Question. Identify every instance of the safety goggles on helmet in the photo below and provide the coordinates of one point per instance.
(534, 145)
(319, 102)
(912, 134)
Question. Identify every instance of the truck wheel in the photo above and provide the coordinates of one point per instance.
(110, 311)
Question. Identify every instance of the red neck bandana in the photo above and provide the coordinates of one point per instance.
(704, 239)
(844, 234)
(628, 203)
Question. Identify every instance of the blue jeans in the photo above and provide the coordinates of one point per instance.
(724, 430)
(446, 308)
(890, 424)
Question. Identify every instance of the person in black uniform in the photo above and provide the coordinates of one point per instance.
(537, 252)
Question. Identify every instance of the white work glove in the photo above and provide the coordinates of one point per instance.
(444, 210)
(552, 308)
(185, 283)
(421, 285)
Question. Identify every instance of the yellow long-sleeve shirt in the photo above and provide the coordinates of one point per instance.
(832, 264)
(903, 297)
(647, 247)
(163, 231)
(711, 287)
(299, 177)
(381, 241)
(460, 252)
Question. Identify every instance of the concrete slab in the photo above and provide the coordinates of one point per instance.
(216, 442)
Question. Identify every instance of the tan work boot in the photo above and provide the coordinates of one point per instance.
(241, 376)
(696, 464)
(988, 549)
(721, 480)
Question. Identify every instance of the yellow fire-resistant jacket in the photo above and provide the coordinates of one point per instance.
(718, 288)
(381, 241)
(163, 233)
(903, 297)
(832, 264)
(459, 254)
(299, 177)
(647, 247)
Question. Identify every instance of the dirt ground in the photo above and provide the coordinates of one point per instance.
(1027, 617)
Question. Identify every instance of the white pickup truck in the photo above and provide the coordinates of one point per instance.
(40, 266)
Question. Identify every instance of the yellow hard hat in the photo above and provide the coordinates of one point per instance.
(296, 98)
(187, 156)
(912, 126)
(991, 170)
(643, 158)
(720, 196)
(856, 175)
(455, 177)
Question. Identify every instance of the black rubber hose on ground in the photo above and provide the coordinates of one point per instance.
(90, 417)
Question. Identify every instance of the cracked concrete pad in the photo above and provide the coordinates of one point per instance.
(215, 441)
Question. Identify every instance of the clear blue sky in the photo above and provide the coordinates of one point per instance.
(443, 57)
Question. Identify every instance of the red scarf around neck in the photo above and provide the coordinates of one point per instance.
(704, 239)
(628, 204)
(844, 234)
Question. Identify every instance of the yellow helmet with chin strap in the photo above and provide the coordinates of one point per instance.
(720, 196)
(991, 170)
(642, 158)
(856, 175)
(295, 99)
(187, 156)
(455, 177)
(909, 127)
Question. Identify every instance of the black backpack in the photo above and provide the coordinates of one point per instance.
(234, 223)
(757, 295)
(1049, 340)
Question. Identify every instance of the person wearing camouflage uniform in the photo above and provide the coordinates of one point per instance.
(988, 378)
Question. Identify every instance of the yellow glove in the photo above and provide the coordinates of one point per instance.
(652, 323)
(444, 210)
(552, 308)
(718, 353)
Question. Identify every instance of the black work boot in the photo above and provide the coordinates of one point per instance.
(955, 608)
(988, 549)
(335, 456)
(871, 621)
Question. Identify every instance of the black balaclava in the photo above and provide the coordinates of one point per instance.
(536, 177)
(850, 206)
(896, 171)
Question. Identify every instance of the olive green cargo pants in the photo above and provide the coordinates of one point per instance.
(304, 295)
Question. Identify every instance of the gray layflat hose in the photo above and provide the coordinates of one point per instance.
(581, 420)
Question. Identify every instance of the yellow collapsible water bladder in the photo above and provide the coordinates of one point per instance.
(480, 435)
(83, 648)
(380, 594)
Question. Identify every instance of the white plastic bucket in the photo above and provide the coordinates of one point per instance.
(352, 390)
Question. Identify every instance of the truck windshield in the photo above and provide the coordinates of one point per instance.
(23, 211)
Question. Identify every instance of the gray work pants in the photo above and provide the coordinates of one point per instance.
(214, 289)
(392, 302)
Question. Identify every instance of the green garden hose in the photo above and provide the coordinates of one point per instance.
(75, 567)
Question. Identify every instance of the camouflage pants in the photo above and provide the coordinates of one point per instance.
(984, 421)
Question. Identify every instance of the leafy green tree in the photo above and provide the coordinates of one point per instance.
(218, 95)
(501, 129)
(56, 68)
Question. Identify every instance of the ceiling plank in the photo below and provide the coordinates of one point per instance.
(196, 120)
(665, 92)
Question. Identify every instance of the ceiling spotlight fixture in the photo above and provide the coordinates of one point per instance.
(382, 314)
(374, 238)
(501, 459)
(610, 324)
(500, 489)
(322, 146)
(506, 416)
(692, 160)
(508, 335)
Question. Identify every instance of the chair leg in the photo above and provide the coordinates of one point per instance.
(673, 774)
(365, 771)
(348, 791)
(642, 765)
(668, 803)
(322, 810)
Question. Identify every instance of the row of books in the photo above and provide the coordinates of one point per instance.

What the task requires
Convert the material above into a JSON array of strings, with one string per line and no entries for blank lines.

Result for this exercise
[
  "Question. Identify every instance of the safety goggles on helmet in the photo below and provide the coordinates of one point per instance.",
  "(534, 145)",
  "(319, 102)",
  "(912, 134)",
  "Question. Identify every instance of the truck wheel in the photo above and provide the coordinates of one point per instance.",
  "(110, 311)",
  "Question. Identify every instance of the red neck bandana in the photo above and provide the coordinates of one point per instance.",
  "(704, 239)",
  "(844, 234)",
  "(628, 203)",
  "Question. Identify every instance of the blue jeans in the photo above and provide the coordinates of one point per instance.",
  "(724, 430)",
  "(446, 308)",
  "(890, 424)",
  "Question. Identify every instance of the person in black uniform in the photo above and provide the coordinates of one point per instance.",
  "(537, 252)",
  "Question. Identify every instance of the white work glove in the photo above and provide the coordinates of one point per instance.",
  "(444, 210)",
  "(552, 308)",
  "(185, 283)",
  "(421, 285)",
  "Question. Identify every instance of the yellow long-sleeve shirt in the photo above and provide the coordinates of one point per instance.",
  "(832, 264)",
  "(903, 297)",
  "(647, 247)",
  "(163, 231)",
  "(711, 287)",
  "(299, 177)",
  "(381, 241)",
  "(460, 252)",
  "Question. Identify every instance of the concrete slab in the photo above and provide the coordinates of one point per instance.",
  "(216, 442)",
  "Question. Identify every instance of the tan work boot in the photo above and provide the coordinates of one point per instance.",
  "(241, 376)",
  "(696, 464)",
  "(988, 549)",
  "(721, 480)",
  "Question. Identify every instance of the yellow fire-resistant jacket in the photo above and provide the coordinates of one point per instance.",
  "(718, 288)",
  "(381, 241)",
  "(163, 233)",
  "(903, 297)",
  "(832, 264)",
  "(459, 254)",
  "(299, 177)",
  "(647, 247)",
  "Question. Identify every instance of the dirt ground in the photo above and provide the coordinates of one point per instance.",
  "(1027, 617)",
  "Question. Identify every instance of the white pickup truck in the photo above and provide the coordinates of one point per instance.",
  "(40, 266)",
  "Question. Identify every instance of the yellow hard hat in the photo above and provide the coordinates of one point per instance.",
  "(296, 98)",
  "(187, 156)",
  "(912, 126)",
  "(991, 170)",
  "(643, 158)",
  "(720, 196)",
  "(856, 175)",
  "(455, 177)",
  "Question. Identify every instance of the black rubber hose on ground in the photo above and provide the coordinates of one point per instance.",
  "(90, 417)",
  "Question. Identify every instance of the cracked concrete pad in the photo above and provide the coordinates of one point per instance.",
  "(215, 441)",
  "Question. Identify every instance of the clear blue sky in the photo above and provide the coordinates of one point per instance.",
  "(443, 57)",
  "Question. Identify every instance of the red scarf around neck in the photo above and provide the coordinates of one point per instance.",
  "(704, 239)",
  "(628, 204)",
  "(844, 234)",
  "Question. Identify every instance of the yellow helmet with chin strap in the photo above and provide the coordinates of one point per instance.",
  "(720, 196)",
  "(991, 170)",
  "(642, 158)",
  "(856, 175)",
  "(295, 99)",
  "(187, 156)",
  "(455, 177)",
  "(909, 127)",
  "Question. Identify every instance of the black backpack in the photo above and provide the coordinates of one point per instance.",
  "(234, 223)",
  "(757, 295)",
  "(1049, 340)",
  "Question. Identify every instance of the person wearing camouflage uniform in the photo above and provide the coordinates of one point per instance.",
  "(988, 378)",
  "Question. Identify every instance of the yellow glove in the photo above and provide the coordinates of one point per instance.",
  "(652, 323)",
  "(444, 210)",
  "(552, 308)",
  "(718, 353)",
  "Question. Identify every instance of the black work boot in the photo above and provide the coordinates of one point per instance.",
  "(955, 608)",
  "(988, 549)",
  "(335, 456)",
  "(871, 621)",
  "Question. Identify every instance of the black balaclava in the photo above and provide the coordinates of one point per instance.",
  "(536, 177)",
  "(850, 206)",
  "(896, 171)",
  "Question. Identify every instance of the olive green cargo pants in the photo above and provide the coordinates of one point per instance.",
  "(304, 295)",
  "Question. Identify every instance of the gray layflat hose in the photo above and provide the coordinates of one point per instance.",
  "(581, 420)",
  "Question. Identify every instance of the yellow collapsible water bladder in the photo above and provide the coordinates of one point per instance.",
  "(480, 435)",
  "(83, 648)",
  "(380, 594)",
  "Question. Identify every instance of the white plastic bucket in the photo above and provide the coordinates of one point per instance.",
  "(352, 390)",
  "Question. Identify every instance of the truck windshield in the photo above and provide the coordinates of one point per instance.",
  "(23, 211)",
  "Question. Identify every instance of the gray work pants in the photo above and provide the coordinates of one point per instance.",
  "(214, 289)",
  "(392, 302)",
  "Question. Identify every instance of the green garden hose in the photo above and provide the coordinates of one point per instance.",
  "(75, 567)",
  "Question. Identify every instance of the camouflage pants in the photo above and provide the coordinates of one point per instance.",
  "(984, 421)",
  "Question. Identify every instance of the leafy green tree in the photo above and provide the coordinates of one point per instance.",
  "(218, 95)",
  "(501, 129)",
  "(56, 68)",
  "Question. Identify every instance of the ceiling plank in the photo below and provide the coordinates of one point per instance.",
  "(196, 120)",
  "(665, 92)",
  "Question. Identify every instance of the ceiling spotlight fixture in the photo above and provide the coordinates of one point per instance.",
  "(382, 314)",
  "(374, 238)",
  "(501, 459)",
  "(610, 324)",
  "(500, 489)",
  "(322, 146)",
  "(506, 416)",
  "(692, 160)",
  "(508, 335)",
  "Question. Identify every instance of the chair leg in the photo above and provide the coordinates of one point per instance.",
  "(673, 774)",
  "(365, 771)",
  "(348, 791)",
  "(642, 765)",
  "(668, 803)",
  "(322, 810)",
  "Question. Identify every instance of the row of books in the photo above and provide the coordinates of one point per instance."
]